■ **Given exercise**
Return every one of the following items verbatim, reproducing each line without alteration.

[A run of items]
++++++++
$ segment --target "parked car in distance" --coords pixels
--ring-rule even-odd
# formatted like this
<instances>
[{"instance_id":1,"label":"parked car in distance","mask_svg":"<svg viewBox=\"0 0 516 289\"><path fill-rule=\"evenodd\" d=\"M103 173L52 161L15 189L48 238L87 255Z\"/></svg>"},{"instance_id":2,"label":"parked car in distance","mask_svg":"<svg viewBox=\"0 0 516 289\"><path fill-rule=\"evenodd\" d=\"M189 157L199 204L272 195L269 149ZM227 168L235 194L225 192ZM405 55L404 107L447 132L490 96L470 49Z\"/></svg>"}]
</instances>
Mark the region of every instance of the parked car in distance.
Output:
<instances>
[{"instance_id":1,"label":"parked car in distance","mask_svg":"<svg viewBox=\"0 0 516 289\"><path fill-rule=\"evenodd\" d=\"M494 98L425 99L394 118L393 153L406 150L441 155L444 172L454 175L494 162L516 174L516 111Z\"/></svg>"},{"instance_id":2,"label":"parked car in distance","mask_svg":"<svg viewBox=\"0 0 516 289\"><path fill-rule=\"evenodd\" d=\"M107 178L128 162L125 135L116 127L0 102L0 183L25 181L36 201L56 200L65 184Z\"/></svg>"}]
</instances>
++++++++
■ **The response**
$ segment --target "parked car in distance" --coords pixels
--ring-rule even-odd
# formatted like this
<instances>
[{"instance_id":1,"label":"parked car in distance","mask_svg":"<svg viewBox=\"0 0 516 289\"><path fill-rule=\"evenodd\" d=\"M103 173L52 161L15 189L48 238L87 255Z\"/></svg>"},{"instance_id":2,"label":"parked car in distance","mask_svg":"<svg viewBox=\"0 0 516 289\"><path fill-rule=\"evenodd\" d=\"M189 157L199 204L272 195L269 149ZM227 168L235 194L225 192ZM405 55L404 107L447 132L490 96L470 49Z\"/></svg>"}]
</instances>
Mark the region of every instance of the parked car in distance.
Output:
<instances>
[{"instance_id":1,"label":"parked car in distance","mask_svg":"<svg viewBox=\"0 0 516 289\"><path fill-rule=\"evenodd\" d=\"M494 98L425 99L394 118L393 153L406 150L441 155L444 172L454 175L494 162L516 174L516 111Z\"/></svg>"},{"instance_id":2,"label":"parked car in distance","mask_svg":"<svg viewBox=\"0 0 516 289\"><path fill-rule=\"evenodd\" d=\"M107 178L128 162L125 135L116 127L0 102L0 183L25 181L36 201L56 200L65 184Z\"/></svg>"}]
</instances>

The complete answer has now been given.